▶ Text provided:

Public schools to be upgraded with $1.1 billion starting July 2010



Public Buildings Authority eyes unprecedented investment in public-school infrastructure

Public-private partnerships to play role in ambitious plan

The Fortuño administration has identified an additional $1.1 billion available under the American Recovery & Reinvestment Act (ARRA) and local funds to launch an ambitious upgrade of Puerto Rico’s ailing public-school system. The new money will come on top of the $6.2 billion in federal stimulus funds allotted to the island under ARRA that have already started to work into the local economy this year.

The $1.1 billion to overhaul the crumbling public-school infrastructure will begin to be felt in the economy by mid-2010 and will be spent over a period of two years, providing a further economic boost well into 2012.

The unprecedented investment, which is expected to incorporate public-private partnerships (PPPs), could create as many as 25,000 jobs when it gets underway around next July, according to local government estimates.

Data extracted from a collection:

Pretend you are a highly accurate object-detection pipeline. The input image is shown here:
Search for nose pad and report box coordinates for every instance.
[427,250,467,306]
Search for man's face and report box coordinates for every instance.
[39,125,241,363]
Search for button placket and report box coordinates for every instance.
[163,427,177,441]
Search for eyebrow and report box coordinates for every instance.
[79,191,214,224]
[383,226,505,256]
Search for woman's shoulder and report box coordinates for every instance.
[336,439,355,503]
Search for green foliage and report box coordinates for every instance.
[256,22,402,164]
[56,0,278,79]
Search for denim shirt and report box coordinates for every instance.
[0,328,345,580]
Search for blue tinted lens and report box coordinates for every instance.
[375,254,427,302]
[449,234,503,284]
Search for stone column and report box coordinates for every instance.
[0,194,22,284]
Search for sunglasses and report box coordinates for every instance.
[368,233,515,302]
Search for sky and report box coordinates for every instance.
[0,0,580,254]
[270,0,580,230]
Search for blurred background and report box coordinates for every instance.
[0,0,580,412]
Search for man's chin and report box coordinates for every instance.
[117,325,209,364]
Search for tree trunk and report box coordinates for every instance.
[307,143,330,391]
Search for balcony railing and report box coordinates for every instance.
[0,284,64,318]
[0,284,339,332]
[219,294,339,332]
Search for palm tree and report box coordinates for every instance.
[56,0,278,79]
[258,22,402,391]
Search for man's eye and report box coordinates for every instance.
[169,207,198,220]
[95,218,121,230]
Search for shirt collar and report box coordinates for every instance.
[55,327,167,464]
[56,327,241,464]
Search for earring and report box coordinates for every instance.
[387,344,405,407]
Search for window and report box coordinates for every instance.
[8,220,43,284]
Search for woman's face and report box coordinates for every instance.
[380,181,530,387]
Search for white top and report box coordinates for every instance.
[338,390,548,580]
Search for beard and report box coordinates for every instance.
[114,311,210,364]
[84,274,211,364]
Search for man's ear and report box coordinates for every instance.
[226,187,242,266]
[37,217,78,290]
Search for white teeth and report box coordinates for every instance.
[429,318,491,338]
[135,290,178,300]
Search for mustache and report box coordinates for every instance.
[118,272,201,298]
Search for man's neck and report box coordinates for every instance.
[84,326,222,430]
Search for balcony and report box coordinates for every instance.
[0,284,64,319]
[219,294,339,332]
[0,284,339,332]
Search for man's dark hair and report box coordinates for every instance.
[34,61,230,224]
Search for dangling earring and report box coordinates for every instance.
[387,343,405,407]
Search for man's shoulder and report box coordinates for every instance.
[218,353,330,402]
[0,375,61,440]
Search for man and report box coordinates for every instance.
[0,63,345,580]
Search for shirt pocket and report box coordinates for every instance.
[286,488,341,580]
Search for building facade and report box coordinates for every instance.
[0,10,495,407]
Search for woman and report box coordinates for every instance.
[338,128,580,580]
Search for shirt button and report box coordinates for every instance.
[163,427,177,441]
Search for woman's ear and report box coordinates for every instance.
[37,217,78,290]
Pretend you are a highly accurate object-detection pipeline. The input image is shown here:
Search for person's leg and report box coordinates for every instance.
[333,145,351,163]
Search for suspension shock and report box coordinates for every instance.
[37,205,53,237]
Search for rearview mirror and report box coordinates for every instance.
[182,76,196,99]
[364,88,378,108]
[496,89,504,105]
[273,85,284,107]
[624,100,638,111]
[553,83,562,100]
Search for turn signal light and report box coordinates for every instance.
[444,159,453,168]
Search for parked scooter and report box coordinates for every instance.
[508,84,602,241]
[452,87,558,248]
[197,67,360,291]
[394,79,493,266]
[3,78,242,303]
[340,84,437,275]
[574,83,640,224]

▶ Jobs:
1. List each distinct figure written in numerals in the text on Puerto Rico's school upgrades, giving each one once.
2. Output the stretch of the school-upgrade text from "Public-private partnerships to" through "well into 2012.".
3. Summarize the text on Puerto Rico's school upgrades in two sentences.

▶ Task-by-task solutions:
1.
- $1.1 billion
- 2010
- $6.2 billion
- 2012
- 25,000

2.
Public-private partnerships to play role in ambitious plan

The Fortuño administration has identified an additional $1.1 billion available under the American Recovery & Reinvestment Act (ARRA) and local funds to launch an ambitious upgrade of Puerto Rico’s ailing public-school system. The new money will come on top of the $6.2 billion in federal stimulus funds allotted to the island under ARRA that have already started to work into the local economy this year.

The $1.1 billion to overhaul the crumbling public-school infrastructure will begin to be felt in the economy by mid-2010 and will be spent over a period of two years, providing a further economic boost well into 2012.

3. The Fortuño administration has identified an additional $1.1 billion in ARRA and local funds to upgrade Puerto Rico's public-school infrastructure, on top of $6.2 billion in federal stimulus funds already allotted to the island. Spending is to begin around mid-2010 and run for two years, and local government estimates say the effort, which is expected to include public-private partnerships, could create as many as 25,000 jobs.